━━━━━ DOCUMENT TEXT ━━━━━

Human respiratory syncytial virus (RSV) is inhibited by Lf at concentrations ten times lower than those found in human milk. Lf also acts against non-enveloped viruses such as adenoviruses and enteroviruses [90]. Several mechanisms of action have been proposed for the antiviral activity of Lf. One of the most widely accepted hypotheses is that Lf binds to and blocks glycosaminoglycan viral receptors, especially heparan sulfate (HS). The binding of Lf and HS prevents the first contact between virus and host cell, thus preventing infection [6]. The antiviral effect of Lf has also been observed in viruses that infect animals, such as the Friend virus complex, which causes erythroleukemia in rodents [92], the feline calcivirus [93], and the feline immunodeficiency virus [16]. It appears that Lf exhibits its antiviral activity at an early phase of the infection process [16], [75], [78], [83], [84], [91], [94], [95], [96], [97]. Several viral pathogens have been shown to use the host cell surface as herpes simplex virus, as an attachment receptor during the infection process [98], [99]. Results, also suggest that the GRRRRS sequence at the amino terminus of human lactoferrin acts synergistically with an RKVR sequence at positions 28–31 to form the predominate functional GAG-binding site of human lactoferrin [100].

Antifungal activity

Candida can colonize mucosal surfaces in individuals, and it is considered to be analogous to a commensal organism that can also become an opportunistic pathogen. Kirkpatrick et al. conducted the first studies with Candida spp. in 1971 and attributed the antifungal effect of Lf to its ability to sequester Fe+ 3 [101], [102]. Both hLf and bLf, as well as the bLf-derived peptide lactoferricin, have well-documented in vitro activity toward human pathogenic fungi, especially Candida albicans and several other Candida species. Lf also has antifungal activity [103], [104], and it was observed that Lf could kill both C. albicans and C. krusei by altering the permeability of the cell surface, as it does in bacteria [105], [106].

Bovine Lf has been shown to be highly fungicidal for C. tropicalis and C. krusei and somewhat fungicidal for C. albicans and C. guilliermondii, while C. glabrata is almost resistant to Lf [107]. Lf exhibited activity against Cryptococcus neoformans and C. albicans via cytoplasmic and mitochondrial membrane permeabilization [108]. Although Lf's antifungal mechanism of action is through cell surface interaction rather than iron deprivation [109], several reports demonstrated its ability to cause cell wall damage [107], [110], [111]. In addition to direct interaction with the pathogen, Fe+ 3 sequestration is another important mechanism for fungicidal activity. In 2007, Zarember et al. showed that Fe+ 3 sequestration by neutrophil apo-Lf is important for host defense against Aspergillus fumigatus [112]. Additionally, the in vitro antifungal activity of two peptides (hLF(1–11 aa), bLf N1-domain)) derived from human lactoferrin (hLF) were compared, and dose-dependent antifungal activity was observed [113], [114]. Lf shows an interesting antifungal effect on body tineas caused by Trichophyton mentagrophytes, against which it acts indirectly, facilitating clinical improvement of skin lesions after the peak of the symptoms. Treatment of guinea pigs with bLf reduces fungal infection on the skin of the back and limbs in tinea corpus and tinea pedis, respectively [115]. It has also been demonstrated that Lf can mediate its antifungal activity through the stimulation of host cell immune mechanisms both in vitro and in vivo [102].

━━━━━ EXTRACTED INFORMATION ━━━━━

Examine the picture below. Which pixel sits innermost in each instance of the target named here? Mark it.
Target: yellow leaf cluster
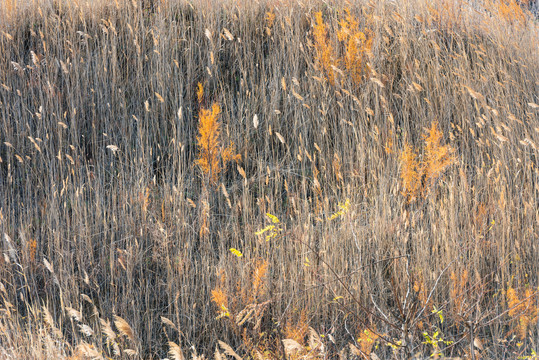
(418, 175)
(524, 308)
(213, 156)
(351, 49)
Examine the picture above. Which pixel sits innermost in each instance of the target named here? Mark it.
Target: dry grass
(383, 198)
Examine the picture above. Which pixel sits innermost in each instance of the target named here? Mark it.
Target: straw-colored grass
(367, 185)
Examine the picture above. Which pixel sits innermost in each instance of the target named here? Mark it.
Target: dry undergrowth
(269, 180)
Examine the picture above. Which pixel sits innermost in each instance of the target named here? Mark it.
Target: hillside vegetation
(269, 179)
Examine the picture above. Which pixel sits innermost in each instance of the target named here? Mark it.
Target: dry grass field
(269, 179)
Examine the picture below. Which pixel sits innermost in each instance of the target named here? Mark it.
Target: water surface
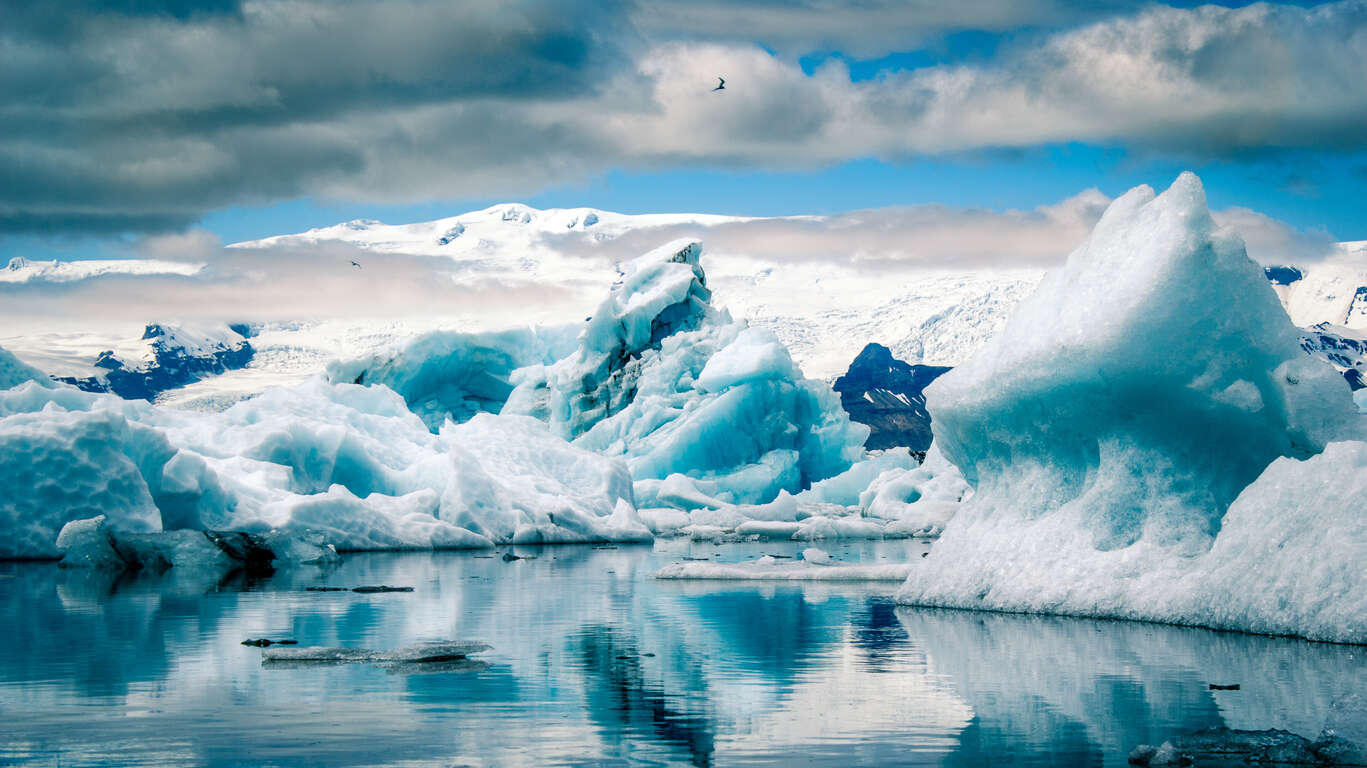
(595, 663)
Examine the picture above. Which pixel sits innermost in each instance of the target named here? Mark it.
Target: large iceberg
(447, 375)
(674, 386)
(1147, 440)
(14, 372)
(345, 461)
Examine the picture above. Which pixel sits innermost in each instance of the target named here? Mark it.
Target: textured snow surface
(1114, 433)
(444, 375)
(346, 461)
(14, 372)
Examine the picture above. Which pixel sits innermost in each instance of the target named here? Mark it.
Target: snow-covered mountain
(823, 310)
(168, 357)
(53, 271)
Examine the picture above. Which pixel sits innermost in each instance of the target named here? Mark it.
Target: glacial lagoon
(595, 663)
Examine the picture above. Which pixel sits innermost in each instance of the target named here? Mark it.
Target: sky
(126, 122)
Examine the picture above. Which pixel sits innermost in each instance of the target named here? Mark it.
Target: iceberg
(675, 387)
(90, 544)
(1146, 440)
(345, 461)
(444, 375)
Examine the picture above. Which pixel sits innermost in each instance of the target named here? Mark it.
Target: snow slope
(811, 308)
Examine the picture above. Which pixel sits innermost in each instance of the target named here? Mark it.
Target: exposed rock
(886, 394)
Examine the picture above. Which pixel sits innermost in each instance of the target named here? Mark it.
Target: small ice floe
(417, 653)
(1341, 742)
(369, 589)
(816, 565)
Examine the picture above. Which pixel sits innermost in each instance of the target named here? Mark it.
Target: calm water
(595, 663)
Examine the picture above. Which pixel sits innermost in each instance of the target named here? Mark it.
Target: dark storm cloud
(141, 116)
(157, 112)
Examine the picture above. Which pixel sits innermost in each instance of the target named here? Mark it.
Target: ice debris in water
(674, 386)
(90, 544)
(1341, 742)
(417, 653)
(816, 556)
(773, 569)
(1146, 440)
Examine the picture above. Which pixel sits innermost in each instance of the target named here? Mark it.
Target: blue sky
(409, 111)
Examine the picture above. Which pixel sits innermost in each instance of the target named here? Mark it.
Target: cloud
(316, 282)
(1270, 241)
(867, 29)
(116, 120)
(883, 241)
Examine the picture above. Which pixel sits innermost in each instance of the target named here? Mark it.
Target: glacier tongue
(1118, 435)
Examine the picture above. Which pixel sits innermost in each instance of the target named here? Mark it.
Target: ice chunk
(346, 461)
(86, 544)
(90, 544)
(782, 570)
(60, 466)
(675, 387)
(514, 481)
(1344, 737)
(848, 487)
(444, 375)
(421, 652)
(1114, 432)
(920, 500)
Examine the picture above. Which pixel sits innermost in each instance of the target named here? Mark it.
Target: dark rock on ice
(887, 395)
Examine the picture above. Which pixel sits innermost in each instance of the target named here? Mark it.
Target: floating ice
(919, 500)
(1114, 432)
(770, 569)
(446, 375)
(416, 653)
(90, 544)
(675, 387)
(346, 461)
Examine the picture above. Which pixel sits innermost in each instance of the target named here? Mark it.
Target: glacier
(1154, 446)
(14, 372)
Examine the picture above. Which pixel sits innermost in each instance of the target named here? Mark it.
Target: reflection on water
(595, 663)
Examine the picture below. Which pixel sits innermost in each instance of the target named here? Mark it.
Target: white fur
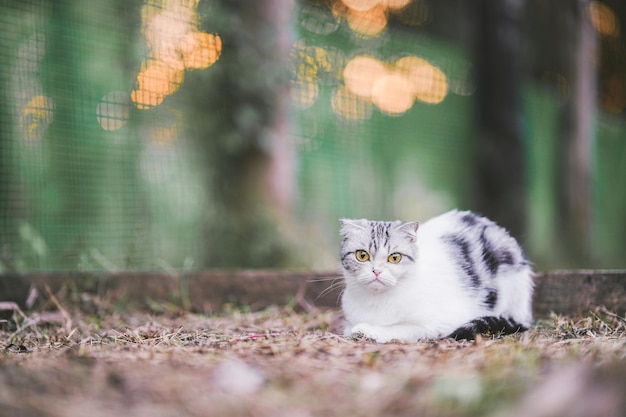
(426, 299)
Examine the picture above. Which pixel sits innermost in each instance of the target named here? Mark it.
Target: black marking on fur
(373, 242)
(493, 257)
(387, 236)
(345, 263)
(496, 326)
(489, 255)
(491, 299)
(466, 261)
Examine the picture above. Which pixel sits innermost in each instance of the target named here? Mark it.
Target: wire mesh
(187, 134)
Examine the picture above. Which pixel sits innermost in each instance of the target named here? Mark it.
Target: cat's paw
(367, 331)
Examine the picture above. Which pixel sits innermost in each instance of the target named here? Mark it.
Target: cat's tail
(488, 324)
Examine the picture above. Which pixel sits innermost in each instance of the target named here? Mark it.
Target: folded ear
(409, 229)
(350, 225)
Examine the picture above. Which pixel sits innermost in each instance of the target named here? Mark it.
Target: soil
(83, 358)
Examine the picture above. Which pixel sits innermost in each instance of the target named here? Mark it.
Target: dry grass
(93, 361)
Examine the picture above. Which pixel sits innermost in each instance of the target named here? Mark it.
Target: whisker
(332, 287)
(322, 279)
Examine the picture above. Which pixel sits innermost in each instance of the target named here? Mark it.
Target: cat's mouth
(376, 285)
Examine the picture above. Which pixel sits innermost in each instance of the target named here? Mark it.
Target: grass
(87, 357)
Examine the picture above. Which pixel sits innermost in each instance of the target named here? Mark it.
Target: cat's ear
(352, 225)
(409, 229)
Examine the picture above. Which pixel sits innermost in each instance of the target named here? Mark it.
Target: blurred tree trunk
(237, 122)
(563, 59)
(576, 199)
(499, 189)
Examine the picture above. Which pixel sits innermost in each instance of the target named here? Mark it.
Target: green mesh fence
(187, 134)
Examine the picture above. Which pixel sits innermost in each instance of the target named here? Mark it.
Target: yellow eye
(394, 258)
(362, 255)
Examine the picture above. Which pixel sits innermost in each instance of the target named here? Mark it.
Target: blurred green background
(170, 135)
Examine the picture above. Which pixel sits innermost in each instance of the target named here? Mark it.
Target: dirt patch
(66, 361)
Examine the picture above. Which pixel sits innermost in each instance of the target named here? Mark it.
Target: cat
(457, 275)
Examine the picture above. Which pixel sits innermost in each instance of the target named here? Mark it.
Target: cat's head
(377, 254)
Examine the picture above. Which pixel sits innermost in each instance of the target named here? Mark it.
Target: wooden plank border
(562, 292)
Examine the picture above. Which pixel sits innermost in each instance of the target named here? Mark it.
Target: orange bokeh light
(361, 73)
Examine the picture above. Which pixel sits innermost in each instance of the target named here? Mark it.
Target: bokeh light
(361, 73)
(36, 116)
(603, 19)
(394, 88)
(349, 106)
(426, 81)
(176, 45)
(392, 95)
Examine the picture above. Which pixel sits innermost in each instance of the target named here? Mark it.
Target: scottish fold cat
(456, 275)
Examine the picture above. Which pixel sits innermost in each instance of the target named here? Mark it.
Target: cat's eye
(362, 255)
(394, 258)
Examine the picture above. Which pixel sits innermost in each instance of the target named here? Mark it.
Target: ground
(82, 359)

━━━━━

**TASK REQUIREMENTS:** Copy the lactoferrin text, beginning at the words "Candida can colonize" and stopping after "bacteria [105], [106].", but replace "Kirkpatrick et al." with "Kirkpatrick and colleagues". You won't need the records here.

**WRITTEN REPLY:**
Candida can colonize mucosal surfaces in individuals, and it is considered to be analogous to a commensal organism that can also become an opportunistic pathogen. Kirkpatrick and colleagues conducted the first studies with Candida spp. in 1971 and attributed the antifungal effect of Lf to its ability to sequester Fe+ 3 [101], [102]. Both hLf and bLf, as well as the bLf-derived peptide lactoferricin, have well-documented in vitro activity toward human pathogenic fungi, especially Candida albicans and several other Candida species. Lf also has antifungal activity [103], [104], and it was observed that Lf could kill both C. albicans and C. krusei by altering the permeability of the cell surface, as it does in bacteria [105], [106].